WHAT THE TASK REQUIRES
Repeat, exactly and completely, the material that follows. Omit the pictures.

- - -

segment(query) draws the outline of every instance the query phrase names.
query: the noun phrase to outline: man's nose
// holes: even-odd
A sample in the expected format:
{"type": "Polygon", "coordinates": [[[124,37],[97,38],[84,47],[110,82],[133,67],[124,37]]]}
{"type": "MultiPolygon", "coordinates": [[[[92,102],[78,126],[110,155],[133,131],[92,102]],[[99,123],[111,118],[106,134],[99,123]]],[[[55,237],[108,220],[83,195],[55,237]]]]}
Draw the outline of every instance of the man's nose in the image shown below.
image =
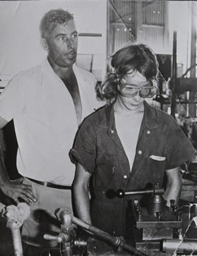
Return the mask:
{"type": "Polygon", "coordinates": [[[66,46],[68,49],[72,49],[74,48],[74,43],[72,39],[67,38],[66,39],[66,46]]]}
{"type": "Polygon", "coordinates": [[[140,97],[140,95],[139,95],[139,92],[140,92],[140,91],[139,90],[139,91],[137,91],[136,95],[135,95],[135,96],[134,97],[134,99],[135,101],[136,101],[136,102],[138,102],[138,101],[139,101],[139,100],[141,99],[141,97],[140,97]]]}

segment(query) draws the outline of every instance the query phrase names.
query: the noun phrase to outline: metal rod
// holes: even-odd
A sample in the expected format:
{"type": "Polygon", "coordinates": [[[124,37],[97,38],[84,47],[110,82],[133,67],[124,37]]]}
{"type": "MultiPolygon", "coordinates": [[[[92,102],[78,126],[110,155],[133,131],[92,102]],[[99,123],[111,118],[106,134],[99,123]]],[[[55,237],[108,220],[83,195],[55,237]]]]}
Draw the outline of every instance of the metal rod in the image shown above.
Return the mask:
{"type": "Polygon", "coordinates": [[[93,225],[90,225],[88,223],[86,223],[81,220],[80,219],[78,219],[74,216],[72,216],[68,211],[66,209],[57,209],[55,211],[55,214],[57,216],[58,219],[62,220],[64,219],[63,216],[65,214],[69,214],[72,217],[72,222],[77,226],[80,226],[85,229],[85,230],[88,230],[93,234],[96,235],[98,238],[101,238],[101,240],[104,240],[106,242],[108,242],[111,244],[112,246],[116,247],[120,247],[125,249],[125,251],[128,252],[134,253],[135,255],[139,255],[139,256],[147,256],[144,253],[142,252],[140,252],[137,249],[136,249],[134,247],[125,244],[125,241],[120,237],[115,237],[113,236],[93,225]]]}

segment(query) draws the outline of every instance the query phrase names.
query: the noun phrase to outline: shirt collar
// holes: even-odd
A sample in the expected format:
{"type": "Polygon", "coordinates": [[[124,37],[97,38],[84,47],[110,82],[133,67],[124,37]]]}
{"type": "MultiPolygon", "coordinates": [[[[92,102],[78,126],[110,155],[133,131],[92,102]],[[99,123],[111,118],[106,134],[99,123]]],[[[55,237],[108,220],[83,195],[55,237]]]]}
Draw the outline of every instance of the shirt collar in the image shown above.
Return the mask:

- - -

RESULT
segment(query) draws the outline of every instance the query phrase names.
query: the noun phrase to outline: man's nose
// holes: even-odd
A sample in the expected format:
{"type": "Polygon", "coordinates": [[[124,37],[97,38],[84,47],[110,82],[133,67],[124,37]]]}
{"type": "MultiPolygon", "coordinates": [[[[92,102],[78,126],[110,155],[133,131],[92,102]],[[99,123],[111,118],[106,134],[99,123]]],[[[55,237],[108,220],[83,195],[55,237]]]]}
Draw the outline of every instance of the man's nose in the image shown below.
image =
Return the mask:
{"type": "Polygon", "coordinates": [[[66,46],[68,49],[72,49],[74,48],[74,43],[72,39],[67,38],[66,39],[66,46]]]}
{"type": "Polygon", "coordinates": [[[140,97],[140,95],[139,95],[139,92],[140,92],[140,91],[139,90],[139,91],[137,91],[136,95],[135,95],[135,96],[134,97],[134,99],[135,101],[136,101],[136,102],[138,102],[138,101],[139,101],[139,100],[141,99],[141,97],[140,97]]]}

segment(query) draws the outline of every instance the query phrase names.
query: the noun phrase to outline: metal rod
// holes: even-odd
A sample in the expected format:
{"type": "Polygon", "coordinates": [[[124,37],[97,38],[84,47],[110,82],[133,67],[124,37]]]}
{"type": "MultiPolygon", "coordinates": [[[[92,102],[78,126],[110,155],[133,131],[92,102]],[[99,123],[111,118],[106,134],[99,123]]],[[[55,237],[108,220],[83,195],[55,237]]]]}
Draw the outline of every instance of the metal rod in the image shown above.
Return the mask:
{"type": "Polygon", "coordinates": [[[93,225],[90,225],[88,223],[86,223],[81,220],[80,219],[78,219],[74,216],[72,216],[68,211],[66,209],[57,209],[55,211],[55,214],[57,216],[58,219],[62,220],[64,219],[63,216],[65,214],[69,214],[72,217],[72,222],[77,226],[80,226],[85,229],[85,230],[88,230],[93,234],[96,235],[98,238],[101,238],[101,240],[104,240],[106,242],[108,242],[111,244],[112,246],[116,247],[120,247],[125,249],[125,251],[128,252],[134,253],[135,255],[139,255],[139,256],[147,256],[144,253],[142,252],[140,252],[137,249],[136,249],[134,247],[125,244],[125,241],[120,237],[115,237],[113,236],[93,225]]]}

segment(query) draws the outline of every instance the query phrase names.
query: the noun phrase to outline: shirt collar
// holes: even-odd
A sample in the expected format:
{"type": "Polygon", "coordinates": [[[124,37],[97,38],[84,47],[110,82],[133,67],[124,37]]]}
{"type": "MultiPolygon", "coordinates": [[[[92,102],[78,126],[110,155],[133,131],[92,102]],[[99,123],[111,118],[106,134],[99,123]]],[[[55,237],[108,220],[83,195],[55,237]]]]}
Draw the outline of every instance of the shirt collar in the image shown above.
Return the mask:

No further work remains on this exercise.